> Problem requirements
Pull out every line in the entries below that contains the string "range", treating uppercase and lowercase as different.
* Start Data supplied *
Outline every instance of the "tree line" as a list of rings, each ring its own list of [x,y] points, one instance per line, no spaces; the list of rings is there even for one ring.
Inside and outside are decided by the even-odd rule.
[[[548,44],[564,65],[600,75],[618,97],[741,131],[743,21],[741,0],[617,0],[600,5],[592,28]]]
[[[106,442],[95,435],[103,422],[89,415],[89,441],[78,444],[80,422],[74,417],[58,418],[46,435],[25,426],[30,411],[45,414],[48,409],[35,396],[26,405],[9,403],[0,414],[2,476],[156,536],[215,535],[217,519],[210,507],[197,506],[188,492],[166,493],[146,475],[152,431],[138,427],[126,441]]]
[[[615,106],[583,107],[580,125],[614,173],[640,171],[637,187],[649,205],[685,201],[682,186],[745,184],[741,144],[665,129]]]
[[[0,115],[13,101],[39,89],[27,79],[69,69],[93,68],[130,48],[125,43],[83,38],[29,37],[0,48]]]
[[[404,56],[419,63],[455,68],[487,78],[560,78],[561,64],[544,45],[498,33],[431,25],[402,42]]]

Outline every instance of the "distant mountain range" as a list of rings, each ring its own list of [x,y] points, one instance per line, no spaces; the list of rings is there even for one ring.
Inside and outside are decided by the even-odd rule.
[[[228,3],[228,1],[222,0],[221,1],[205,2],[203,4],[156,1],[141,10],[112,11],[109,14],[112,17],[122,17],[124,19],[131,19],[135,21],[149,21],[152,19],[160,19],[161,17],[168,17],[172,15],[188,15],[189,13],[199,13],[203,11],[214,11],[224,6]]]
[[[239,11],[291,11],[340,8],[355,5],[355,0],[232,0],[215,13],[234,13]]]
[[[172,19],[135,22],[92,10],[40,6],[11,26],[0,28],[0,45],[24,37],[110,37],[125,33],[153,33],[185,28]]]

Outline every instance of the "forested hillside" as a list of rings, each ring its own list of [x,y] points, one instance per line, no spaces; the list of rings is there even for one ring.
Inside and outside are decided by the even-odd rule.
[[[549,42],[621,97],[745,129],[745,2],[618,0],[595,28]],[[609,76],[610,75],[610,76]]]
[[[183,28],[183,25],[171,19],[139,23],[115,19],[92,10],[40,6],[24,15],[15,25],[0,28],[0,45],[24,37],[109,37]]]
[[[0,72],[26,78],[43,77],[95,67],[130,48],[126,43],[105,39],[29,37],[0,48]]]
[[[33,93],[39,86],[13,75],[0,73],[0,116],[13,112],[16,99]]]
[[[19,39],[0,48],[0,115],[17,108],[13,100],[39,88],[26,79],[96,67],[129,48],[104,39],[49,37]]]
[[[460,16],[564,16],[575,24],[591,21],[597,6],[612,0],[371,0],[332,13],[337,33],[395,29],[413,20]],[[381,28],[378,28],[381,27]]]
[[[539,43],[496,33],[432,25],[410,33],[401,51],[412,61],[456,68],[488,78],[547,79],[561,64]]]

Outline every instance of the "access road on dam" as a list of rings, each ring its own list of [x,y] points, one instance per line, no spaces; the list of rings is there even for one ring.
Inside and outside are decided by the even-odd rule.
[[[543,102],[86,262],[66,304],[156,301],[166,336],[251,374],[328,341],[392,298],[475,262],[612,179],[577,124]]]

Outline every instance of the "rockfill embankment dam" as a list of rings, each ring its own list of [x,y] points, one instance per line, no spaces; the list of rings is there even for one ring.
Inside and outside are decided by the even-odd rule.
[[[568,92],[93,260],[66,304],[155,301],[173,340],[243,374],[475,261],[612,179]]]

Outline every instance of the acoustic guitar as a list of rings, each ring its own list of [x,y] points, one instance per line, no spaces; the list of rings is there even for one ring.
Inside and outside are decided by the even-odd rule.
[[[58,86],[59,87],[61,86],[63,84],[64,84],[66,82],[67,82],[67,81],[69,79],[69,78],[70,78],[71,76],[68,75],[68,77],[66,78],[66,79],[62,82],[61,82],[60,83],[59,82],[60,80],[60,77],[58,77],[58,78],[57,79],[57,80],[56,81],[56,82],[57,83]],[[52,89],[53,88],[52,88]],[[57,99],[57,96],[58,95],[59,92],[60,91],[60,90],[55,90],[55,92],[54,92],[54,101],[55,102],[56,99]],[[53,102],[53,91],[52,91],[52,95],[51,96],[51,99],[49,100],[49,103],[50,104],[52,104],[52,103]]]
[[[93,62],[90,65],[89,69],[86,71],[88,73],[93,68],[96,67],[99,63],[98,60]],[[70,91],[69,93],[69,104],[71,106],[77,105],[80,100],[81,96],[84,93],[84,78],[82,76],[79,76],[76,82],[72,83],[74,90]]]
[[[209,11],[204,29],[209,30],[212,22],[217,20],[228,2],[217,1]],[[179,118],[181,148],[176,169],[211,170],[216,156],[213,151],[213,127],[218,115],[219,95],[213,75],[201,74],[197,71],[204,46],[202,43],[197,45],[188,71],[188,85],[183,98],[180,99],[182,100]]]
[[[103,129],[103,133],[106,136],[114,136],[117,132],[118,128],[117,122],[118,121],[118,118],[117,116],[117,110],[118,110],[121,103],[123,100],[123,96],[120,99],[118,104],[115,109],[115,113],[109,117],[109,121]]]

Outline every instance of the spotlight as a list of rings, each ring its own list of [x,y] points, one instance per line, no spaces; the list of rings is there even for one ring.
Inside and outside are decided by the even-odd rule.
* End Data supplied *
* Start Data supplied *
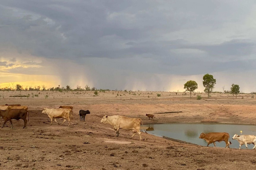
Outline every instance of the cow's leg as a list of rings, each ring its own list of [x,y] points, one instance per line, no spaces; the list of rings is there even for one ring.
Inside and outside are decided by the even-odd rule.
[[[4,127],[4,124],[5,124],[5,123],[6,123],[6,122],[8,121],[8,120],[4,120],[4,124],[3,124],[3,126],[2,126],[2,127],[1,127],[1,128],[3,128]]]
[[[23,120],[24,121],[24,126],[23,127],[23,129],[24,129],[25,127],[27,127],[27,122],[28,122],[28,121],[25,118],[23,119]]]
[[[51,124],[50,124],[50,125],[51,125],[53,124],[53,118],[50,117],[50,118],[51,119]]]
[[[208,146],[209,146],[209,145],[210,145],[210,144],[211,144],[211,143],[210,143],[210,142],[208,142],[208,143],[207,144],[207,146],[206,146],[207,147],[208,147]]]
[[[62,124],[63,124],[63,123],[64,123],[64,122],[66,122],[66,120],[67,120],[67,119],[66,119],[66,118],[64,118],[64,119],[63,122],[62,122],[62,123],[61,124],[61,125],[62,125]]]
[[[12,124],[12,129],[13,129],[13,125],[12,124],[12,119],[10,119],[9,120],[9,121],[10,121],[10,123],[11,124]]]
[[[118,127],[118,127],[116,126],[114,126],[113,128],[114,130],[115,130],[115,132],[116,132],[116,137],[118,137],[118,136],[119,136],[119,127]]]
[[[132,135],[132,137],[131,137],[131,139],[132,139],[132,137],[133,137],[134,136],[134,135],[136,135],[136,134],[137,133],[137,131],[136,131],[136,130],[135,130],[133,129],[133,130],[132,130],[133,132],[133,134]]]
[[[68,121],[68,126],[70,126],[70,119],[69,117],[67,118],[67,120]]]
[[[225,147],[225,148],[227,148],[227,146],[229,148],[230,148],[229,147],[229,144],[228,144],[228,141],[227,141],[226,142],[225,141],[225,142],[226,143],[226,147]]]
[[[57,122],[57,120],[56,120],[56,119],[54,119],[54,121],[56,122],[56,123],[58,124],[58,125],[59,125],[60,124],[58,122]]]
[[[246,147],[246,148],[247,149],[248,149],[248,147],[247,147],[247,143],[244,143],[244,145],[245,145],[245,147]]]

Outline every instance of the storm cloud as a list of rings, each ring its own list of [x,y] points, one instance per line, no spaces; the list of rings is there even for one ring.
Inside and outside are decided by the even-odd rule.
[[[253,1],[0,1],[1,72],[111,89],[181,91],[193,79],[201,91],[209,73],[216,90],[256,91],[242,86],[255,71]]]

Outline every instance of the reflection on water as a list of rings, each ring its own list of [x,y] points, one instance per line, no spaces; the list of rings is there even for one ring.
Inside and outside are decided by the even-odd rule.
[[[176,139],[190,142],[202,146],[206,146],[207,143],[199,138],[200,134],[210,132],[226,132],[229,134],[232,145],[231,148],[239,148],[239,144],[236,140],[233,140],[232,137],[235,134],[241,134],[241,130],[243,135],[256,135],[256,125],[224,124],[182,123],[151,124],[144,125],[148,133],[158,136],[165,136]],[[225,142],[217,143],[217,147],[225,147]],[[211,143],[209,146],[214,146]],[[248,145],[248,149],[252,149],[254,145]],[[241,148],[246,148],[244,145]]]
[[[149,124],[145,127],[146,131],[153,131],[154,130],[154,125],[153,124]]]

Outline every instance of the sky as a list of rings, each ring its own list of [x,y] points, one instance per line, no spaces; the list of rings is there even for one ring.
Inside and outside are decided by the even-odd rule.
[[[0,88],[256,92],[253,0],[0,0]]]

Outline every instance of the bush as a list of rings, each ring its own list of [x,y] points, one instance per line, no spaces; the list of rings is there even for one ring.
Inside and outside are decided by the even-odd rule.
* End Data supplied *
> Completed exercise
Outline every instance of the "distant mountain range" as a list of rings, each ring its own list of [x,y] points, one instance per line, no spaces; the list of rings is there even for one ring.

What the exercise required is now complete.